Task to carry out:
Format as a numbered list the lines of the listing from the one containing "Accessibility tool request: describe where the door glass" through the end of the listing, inclusive and without blank lines. Leave the pictures out of the answer.

╭─ Given entries

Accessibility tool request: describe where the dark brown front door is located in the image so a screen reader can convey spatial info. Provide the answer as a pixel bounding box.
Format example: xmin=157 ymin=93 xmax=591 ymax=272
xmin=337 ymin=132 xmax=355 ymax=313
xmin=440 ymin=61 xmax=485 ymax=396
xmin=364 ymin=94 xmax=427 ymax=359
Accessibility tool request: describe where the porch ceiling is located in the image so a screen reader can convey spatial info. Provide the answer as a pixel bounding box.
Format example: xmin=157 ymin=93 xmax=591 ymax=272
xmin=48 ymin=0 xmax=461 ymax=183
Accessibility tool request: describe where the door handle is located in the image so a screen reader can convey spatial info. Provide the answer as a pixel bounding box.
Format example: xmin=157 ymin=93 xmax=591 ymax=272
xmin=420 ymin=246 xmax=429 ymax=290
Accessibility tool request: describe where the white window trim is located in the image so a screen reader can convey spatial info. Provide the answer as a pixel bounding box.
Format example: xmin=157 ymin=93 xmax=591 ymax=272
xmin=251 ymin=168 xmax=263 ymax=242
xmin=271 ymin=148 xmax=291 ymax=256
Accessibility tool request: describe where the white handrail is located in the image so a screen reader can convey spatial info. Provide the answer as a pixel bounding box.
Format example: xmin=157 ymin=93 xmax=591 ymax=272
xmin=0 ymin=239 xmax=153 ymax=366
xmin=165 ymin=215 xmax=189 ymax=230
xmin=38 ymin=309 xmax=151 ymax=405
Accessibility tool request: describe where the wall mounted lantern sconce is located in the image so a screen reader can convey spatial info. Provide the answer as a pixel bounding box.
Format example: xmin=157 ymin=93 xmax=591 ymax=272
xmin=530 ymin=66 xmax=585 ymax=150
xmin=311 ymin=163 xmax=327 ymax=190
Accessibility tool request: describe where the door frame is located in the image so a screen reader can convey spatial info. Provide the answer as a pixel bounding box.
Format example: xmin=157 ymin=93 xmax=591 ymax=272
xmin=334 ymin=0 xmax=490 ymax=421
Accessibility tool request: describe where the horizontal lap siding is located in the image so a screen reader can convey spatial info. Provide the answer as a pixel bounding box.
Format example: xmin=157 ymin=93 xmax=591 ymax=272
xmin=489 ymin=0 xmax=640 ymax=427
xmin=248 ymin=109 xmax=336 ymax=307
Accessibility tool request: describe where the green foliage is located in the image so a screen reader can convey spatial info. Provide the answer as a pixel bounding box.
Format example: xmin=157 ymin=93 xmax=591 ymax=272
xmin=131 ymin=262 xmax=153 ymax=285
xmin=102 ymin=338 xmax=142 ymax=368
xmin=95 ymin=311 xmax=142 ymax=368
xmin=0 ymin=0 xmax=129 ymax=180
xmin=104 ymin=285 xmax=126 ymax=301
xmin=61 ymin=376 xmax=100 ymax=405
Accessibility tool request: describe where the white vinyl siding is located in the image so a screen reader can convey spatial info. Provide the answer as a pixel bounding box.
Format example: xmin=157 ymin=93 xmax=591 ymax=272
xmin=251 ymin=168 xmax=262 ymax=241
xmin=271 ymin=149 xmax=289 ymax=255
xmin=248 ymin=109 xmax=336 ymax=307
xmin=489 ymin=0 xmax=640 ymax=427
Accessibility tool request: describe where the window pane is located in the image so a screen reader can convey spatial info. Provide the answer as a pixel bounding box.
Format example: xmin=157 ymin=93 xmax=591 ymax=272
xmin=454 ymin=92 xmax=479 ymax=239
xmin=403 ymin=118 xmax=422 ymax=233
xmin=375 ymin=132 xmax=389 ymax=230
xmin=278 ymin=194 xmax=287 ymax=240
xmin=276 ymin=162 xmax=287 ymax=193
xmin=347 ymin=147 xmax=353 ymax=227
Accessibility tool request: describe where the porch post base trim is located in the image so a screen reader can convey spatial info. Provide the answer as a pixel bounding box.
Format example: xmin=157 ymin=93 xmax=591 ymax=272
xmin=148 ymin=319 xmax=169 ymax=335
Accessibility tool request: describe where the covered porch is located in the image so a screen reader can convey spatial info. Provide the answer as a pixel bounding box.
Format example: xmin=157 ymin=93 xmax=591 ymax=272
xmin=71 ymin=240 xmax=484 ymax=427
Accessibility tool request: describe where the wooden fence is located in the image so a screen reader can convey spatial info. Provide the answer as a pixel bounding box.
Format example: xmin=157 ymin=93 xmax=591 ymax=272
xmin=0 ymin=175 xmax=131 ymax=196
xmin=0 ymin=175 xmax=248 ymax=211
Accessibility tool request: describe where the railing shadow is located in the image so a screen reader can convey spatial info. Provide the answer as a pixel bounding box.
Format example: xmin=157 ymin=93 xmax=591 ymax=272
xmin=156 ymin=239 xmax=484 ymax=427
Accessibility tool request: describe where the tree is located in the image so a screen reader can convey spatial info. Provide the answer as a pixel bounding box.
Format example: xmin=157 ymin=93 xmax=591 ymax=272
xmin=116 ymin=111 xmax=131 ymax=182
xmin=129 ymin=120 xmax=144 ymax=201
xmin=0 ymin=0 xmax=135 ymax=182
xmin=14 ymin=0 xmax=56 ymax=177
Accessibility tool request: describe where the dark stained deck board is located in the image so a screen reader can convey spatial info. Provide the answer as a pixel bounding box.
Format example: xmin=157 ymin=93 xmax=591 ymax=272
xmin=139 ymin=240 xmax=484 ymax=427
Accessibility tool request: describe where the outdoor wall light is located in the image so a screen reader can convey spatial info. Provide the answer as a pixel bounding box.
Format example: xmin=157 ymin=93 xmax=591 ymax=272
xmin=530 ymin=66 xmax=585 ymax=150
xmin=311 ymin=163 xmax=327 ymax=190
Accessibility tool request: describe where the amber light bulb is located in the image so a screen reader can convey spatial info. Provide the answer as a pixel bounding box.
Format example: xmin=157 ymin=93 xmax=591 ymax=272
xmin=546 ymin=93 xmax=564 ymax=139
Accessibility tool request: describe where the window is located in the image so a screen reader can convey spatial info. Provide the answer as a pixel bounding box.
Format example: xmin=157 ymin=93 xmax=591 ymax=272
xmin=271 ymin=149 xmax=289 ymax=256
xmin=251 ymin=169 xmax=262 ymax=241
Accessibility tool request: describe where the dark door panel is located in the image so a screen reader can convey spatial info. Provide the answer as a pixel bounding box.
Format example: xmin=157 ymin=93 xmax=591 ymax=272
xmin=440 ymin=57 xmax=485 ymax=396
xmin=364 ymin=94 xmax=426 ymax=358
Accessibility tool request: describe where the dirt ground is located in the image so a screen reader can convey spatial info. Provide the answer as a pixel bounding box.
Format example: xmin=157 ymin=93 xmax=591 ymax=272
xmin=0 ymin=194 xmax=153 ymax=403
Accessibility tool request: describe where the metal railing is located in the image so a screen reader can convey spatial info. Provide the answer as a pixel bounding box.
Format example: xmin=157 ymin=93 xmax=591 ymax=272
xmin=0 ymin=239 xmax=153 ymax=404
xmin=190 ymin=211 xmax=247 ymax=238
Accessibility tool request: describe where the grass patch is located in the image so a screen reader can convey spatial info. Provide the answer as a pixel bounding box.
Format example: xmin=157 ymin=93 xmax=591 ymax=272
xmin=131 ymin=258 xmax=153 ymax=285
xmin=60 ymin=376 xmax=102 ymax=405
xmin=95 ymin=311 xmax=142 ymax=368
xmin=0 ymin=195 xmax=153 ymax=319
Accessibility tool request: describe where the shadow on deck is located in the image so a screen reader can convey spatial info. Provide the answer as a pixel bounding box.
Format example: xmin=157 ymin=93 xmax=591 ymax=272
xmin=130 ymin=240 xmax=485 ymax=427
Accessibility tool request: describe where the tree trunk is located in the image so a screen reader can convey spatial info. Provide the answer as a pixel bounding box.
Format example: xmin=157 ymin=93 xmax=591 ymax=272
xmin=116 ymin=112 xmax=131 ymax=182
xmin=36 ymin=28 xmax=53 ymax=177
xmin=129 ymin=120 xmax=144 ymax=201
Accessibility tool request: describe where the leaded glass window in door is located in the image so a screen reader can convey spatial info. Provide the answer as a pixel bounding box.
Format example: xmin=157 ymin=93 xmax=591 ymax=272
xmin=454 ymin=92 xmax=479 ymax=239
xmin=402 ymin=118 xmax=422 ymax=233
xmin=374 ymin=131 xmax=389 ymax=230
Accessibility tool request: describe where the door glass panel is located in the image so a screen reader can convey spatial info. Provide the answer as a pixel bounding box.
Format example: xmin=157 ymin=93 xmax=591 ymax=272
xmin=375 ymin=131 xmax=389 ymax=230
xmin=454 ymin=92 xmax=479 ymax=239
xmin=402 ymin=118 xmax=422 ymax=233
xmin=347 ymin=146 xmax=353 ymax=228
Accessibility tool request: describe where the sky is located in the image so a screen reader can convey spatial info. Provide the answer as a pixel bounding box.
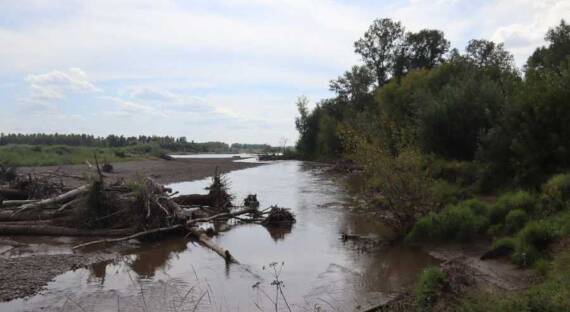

╰─

Solution to this problem:
1. Accessibility tool request: describe where the door glass panel is located in the image so a screen reader can convey spatial info. Provide the answer as a pixel bounding box.
2. Format example: xmin=157 ymin=93 xmax=591 ymax=272
3. xmin=375 ymin=131 xmax=389 ymax=230
4. xmin=454 ymin=92 xmax=479 ymax=239
5. xmin=402 ymin=118 xmax=422 ymax=233
6. xmin=347 ymin=146 xmax=353 ymax=228
7. Accessibility tool request: describe where the sky is located in the image so a screen reader can convey spatial info. Provide the answer as a pixel bounding box.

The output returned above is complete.